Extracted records
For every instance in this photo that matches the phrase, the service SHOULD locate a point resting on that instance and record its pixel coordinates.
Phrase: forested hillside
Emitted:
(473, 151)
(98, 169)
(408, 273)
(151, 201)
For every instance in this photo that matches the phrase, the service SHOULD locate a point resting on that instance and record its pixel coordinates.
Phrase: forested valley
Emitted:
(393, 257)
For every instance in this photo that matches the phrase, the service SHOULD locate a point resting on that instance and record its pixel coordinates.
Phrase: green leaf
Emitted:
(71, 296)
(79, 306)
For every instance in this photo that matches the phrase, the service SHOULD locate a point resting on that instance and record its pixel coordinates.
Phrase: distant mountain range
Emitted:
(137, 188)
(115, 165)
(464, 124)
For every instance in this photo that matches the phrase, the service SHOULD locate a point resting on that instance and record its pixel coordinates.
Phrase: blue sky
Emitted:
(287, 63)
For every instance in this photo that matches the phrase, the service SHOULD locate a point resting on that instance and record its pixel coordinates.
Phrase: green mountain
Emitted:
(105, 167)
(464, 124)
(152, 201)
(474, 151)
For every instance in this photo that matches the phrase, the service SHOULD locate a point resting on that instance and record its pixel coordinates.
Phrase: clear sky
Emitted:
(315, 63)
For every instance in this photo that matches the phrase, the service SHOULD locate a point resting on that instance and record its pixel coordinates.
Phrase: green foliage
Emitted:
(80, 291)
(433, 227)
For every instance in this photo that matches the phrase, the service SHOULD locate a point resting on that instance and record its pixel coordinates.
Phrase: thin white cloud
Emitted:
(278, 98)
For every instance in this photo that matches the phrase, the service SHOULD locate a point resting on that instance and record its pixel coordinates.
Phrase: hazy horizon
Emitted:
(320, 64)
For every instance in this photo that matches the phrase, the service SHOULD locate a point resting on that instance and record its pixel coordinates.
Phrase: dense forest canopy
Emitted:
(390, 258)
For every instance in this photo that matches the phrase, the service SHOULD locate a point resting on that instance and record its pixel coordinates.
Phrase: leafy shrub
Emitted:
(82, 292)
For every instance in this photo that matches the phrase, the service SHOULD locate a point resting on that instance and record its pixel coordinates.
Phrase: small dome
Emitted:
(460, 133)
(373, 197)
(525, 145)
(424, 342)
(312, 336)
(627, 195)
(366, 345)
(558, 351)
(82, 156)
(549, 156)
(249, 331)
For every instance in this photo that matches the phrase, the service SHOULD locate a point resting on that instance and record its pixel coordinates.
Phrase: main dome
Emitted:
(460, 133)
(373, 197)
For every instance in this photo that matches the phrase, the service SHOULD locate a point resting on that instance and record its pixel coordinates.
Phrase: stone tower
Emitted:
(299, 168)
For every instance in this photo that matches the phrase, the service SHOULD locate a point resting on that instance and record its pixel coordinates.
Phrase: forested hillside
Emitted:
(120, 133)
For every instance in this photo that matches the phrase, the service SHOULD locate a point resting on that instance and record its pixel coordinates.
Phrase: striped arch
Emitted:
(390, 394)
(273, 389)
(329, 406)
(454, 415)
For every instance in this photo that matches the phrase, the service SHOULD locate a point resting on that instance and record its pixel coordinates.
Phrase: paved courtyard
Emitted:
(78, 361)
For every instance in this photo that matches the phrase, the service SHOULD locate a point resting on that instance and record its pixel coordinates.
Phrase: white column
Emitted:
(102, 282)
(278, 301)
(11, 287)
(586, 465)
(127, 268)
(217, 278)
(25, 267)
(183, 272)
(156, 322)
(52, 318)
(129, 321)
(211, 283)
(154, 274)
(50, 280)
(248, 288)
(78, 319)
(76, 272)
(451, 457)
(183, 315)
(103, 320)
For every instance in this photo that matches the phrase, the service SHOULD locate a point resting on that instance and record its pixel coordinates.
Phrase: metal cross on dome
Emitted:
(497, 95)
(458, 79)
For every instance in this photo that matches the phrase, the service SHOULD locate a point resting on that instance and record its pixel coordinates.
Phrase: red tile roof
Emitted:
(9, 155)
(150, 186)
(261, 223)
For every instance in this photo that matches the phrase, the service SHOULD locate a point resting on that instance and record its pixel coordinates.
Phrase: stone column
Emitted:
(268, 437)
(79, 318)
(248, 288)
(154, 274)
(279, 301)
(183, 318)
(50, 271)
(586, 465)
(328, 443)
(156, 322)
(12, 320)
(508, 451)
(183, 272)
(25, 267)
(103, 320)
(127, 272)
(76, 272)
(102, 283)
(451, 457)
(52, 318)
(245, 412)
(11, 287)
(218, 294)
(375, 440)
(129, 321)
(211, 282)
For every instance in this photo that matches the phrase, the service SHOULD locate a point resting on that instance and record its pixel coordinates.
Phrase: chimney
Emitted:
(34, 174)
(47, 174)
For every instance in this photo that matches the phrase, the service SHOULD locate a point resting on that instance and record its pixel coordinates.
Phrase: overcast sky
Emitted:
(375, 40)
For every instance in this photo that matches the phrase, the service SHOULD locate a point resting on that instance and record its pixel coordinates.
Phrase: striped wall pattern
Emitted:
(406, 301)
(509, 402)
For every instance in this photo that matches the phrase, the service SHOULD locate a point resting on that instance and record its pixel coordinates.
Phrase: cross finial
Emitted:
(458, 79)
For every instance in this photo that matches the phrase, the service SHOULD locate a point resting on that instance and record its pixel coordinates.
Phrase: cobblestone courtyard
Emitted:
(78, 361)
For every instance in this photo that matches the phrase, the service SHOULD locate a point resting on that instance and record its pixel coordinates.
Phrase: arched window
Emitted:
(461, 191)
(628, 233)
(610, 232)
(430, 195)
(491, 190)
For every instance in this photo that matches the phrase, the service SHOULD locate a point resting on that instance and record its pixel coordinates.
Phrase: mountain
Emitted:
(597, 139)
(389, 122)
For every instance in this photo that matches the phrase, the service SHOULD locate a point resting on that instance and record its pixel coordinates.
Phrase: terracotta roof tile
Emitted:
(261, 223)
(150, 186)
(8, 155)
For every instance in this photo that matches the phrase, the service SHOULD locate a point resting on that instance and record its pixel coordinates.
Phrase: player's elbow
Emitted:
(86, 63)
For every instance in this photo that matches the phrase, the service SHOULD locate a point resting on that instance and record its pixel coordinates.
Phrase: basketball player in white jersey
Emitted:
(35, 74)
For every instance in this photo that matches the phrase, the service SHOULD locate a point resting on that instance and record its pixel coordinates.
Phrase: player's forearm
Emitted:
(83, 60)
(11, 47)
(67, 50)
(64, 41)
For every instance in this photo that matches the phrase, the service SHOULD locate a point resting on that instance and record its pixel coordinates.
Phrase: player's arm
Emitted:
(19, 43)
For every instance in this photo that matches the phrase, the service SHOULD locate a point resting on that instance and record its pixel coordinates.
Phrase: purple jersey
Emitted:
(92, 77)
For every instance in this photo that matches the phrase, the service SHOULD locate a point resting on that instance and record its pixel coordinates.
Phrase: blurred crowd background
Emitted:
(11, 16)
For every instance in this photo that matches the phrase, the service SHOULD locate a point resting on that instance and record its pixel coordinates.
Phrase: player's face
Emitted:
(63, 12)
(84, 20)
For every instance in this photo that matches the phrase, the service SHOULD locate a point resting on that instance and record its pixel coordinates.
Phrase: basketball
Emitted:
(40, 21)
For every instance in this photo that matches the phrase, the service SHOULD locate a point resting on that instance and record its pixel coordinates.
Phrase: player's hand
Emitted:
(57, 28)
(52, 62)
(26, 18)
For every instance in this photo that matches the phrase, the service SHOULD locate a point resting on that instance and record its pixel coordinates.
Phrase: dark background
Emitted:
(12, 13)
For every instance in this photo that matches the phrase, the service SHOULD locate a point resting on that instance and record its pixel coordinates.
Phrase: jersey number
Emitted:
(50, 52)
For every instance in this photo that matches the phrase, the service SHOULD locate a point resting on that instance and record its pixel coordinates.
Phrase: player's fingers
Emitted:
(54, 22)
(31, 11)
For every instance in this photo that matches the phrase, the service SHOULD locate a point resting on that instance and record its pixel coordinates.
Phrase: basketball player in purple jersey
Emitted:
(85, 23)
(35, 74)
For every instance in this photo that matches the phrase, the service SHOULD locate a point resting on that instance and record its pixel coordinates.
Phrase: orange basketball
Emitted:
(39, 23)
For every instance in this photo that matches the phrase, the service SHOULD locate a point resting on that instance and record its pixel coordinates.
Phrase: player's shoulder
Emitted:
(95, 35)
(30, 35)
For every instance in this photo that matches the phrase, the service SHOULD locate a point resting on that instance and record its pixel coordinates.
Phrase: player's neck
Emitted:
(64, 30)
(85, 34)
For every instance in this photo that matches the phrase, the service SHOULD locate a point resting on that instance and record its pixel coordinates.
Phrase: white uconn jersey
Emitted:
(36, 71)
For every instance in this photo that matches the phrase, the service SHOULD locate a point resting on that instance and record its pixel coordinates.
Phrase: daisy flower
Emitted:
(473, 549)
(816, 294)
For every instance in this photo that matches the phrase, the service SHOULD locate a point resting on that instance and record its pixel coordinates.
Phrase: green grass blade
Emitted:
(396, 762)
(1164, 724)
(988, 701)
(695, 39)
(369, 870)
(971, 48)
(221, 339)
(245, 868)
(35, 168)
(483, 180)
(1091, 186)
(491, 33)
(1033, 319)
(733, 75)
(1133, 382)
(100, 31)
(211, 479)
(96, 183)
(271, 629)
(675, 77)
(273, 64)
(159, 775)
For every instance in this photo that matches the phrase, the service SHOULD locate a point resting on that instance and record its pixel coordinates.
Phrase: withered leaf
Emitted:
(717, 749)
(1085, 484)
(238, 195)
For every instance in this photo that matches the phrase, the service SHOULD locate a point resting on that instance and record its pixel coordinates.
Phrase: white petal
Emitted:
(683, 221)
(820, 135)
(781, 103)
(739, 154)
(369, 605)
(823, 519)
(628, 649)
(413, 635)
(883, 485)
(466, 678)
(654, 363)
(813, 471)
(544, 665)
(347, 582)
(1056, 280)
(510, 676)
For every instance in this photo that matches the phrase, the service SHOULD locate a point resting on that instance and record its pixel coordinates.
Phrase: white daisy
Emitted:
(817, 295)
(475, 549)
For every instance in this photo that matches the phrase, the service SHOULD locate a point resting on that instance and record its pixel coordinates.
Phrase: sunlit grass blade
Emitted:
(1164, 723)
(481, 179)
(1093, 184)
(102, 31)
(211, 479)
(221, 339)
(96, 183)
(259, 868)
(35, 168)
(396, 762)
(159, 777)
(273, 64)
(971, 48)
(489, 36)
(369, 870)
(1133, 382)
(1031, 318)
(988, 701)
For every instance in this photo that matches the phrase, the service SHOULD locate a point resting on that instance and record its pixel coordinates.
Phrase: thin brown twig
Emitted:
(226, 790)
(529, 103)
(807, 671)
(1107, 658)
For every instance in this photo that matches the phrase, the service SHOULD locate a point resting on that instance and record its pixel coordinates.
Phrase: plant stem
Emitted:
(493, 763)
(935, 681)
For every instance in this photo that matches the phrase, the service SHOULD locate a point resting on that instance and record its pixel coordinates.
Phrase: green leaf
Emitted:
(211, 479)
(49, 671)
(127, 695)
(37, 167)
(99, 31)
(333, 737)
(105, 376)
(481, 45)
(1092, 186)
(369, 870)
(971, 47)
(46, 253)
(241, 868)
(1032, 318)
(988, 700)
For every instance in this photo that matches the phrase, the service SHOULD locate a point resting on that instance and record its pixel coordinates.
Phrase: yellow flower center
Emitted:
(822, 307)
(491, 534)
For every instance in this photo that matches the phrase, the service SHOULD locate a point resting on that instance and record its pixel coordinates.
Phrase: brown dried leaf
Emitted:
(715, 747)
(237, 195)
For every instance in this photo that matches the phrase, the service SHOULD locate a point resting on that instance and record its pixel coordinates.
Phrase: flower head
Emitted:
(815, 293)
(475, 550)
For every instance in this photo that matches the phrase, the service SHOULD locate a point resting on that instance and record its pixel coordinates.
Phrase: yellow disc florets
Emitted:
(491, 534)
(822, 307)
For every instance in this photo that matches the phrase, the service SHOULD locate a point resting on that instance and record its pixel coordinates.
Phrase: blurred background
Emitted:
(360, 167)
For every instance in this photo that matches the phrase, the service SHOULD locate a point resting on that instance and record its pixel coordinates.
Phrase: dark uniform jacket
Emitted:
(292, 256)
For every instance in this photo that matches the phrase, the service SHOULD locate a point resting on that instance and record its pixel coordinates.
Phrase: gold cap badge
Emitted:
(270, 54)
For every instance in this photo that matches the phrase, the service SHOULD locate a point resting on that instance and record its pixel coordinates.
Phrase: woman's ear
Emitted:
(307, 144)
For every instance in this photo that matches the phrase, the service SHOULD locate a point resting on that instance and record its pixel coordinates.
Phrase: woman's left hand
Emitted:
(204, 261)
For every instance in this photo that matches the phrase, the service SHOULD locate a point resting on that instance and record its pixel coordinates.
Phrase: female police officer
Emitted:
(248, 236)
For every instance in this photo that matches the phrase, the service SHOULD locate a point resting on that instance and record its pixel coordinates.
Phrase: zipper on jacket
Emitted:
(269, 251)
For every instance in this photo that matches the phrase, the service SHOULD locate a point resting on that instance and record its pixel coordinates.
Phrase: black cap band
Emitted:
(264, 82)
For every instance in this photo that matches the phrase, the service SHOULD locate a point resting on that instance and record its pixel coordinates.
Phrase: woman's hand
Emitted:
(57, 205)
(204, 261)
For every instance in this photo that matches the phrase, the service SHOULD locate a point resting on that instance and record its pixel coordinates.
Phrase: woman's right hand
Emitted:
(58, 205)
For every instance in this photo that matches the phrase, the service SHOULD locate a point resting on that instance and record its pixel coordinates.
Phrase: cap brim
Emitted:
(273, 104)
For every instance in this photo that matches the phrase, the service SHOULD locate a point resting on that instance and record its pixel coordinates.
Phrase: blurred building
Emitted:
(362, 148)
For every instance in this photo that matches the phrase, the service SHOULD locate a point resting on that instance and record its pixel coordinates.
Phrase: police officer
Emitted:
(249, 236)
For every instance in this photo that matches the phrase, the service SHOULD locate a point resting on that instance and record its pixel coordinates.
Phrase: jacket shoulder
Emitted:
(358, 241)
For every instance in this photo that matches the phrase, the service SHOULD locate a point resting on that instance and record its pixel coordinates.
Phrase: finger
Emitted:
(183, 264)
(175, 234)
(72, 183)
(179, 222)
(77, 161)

### [SET EXERCISE]
Find every line in the entries above that contains the word "purple", and copy each of those lines.

### [EXPECTED ANSWER]
Phrase: purple jersey
Phrase: basketball player in purple jersey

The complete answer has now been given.